▸ Assignment
In the copy you make, include no pictures, and transcribe every record exactly.

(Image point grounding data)
★ ★ ★ ★ ★

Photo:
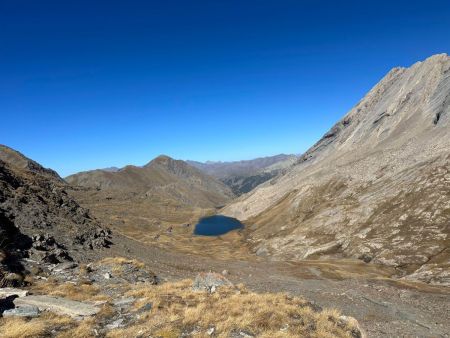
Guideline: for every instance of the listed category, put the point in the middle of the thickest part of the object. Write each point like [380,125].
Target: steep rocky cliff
[375,187]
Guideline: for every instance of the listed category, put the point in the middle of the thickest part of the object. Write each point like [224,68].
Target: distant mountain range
[244,176]
[165,177]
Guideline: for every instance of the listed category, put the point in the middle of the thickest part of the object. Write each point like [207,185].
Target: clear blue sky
[91,84]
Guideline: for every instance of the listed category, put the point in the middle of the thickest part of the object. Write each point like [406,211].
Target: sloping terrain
[244,176]
[375,187]
[163,179]
[38,219]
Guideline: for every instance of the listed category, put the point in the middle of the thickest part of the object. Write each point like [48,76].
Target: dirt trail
[384,307]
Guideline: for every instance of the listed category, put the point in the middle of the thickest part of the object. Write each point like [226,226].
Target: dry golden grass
[14,327]
[177,309]
[118,261]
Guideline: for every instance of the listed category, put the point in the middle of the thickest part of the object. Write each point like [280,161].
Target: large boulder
[210,281]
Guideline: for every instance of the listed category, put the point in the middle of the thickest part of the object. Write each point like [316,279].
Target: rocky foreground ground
[118,297]
[168,294]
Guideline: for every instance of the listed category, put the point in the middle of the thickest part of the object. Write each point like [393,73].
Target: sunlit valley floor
[350,239]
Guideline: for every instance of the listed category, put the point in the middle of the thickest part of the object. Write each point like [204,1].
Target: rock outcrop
[375,187]
[38,218]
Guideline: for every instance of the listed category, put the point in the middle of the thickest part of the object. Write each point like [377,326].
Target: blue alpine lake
[216,225]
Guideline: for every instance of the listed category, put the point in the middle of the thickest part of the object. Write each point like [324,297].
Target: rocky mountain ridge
[38,218]
[164,178]
[375,187]
[244,176]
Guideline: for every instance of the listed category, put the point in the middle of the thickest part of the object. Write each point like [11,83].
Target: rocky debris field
[118,297]
[39,220]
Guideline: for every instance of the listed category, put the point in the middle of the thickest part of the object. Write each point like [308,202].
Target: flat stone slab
[28,311]
[210,281]
[8,292]
[59,305]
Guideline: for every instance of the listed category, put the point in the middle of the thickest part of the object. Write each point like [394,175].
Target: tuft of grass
[14,327]
[178,309]
[121,261]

★ ★ ★ ★ ★

▸ Answer for this exercise
Photo:
Guideline: for every instance of the listed category, put the point in the middle of the thickest part of the object. Write each point like [380,125].
Target: steep rocky cliff
[375,187]
Guideline: for every instance of the listed category, put the point in the middle of the thickest part of the object. Write each point like [224,68].
Target: distant mountain range
[244,176]
[165,177]
Guideline: for every instance of the listed category, put the point in the middle of the thickest part of the object. Write each point like [207,185].
Target: clear blue sky
[91,84]
Guideline: for every instance of the listed category, put the point in the middle of the thickest part of the object. Write each point like [406,211].
Target: sloping terrain
[244,176]
[375,187]
[163,179]
[38,219]
Guideline: for every instance of the listed category, put the point in the middle of the thickest part of the object. Write each point like [48,76].
Target: dirt trail
[384,307]
Guideline: for every instance of the listed category, put the point in the middle of the thickest part of the object. Write each point like [226,226].
Target: dry golden grass
[14,327]
[177,309]
[118,261]
Guideline: for every instance of the listed category, put the point in the middle of the thickest part of the object. Write each point like [280,161].
Target: large boulder
[210,281]
Guideline: for every instance of the listed category, put the point in the middle of the thickest part of the object. Write each point like [316,279].
Target: rocky foreground ground
[118,297]
[168,294]
Guideline: for every instance of the listed category, put the point in the middle of the thickest part of the object. Write each point like [393,73].
Target: sunlit valley floor
[350,239]
Guideline: for every instance of the listed category, put the point in the middle of the thickest part of the object. Write each point like [204,1].
Target: rock outcrop
[375,187]
[38,218]
Guideline: for every instance of the listed category, put the point in the middle of the thickest part of the object. Write each point like [377,326].
Target: blue alpine lake
[216,225]
Guideline: for every instance of the listed category, put the point in the middle of the thickest part of the object. Write each point like [324,297].
Target: rocky mountain ridge
[38,218]
[164,178]
[375,187]
[244,176]
Guideline: for every instance of the listed category, put the point in the middle of the thickest part of the object. Write each point like [11,83].
Target: rocky debris field
[118,297]
[39,220]
Guideline: for every instance of the listed category, put the point in the middle of the thickest part of the object. Write each point like [308,202].
Target: flat stone slab
[28,311]
[210,281]
[8,292]
[59,305]
Guideline: for every instance of the listed category, put the point in the middle of the thickest part of the object. Write each point like [394,175].
Target: tuft of grass
[14,327]
[178,309]
[121,261]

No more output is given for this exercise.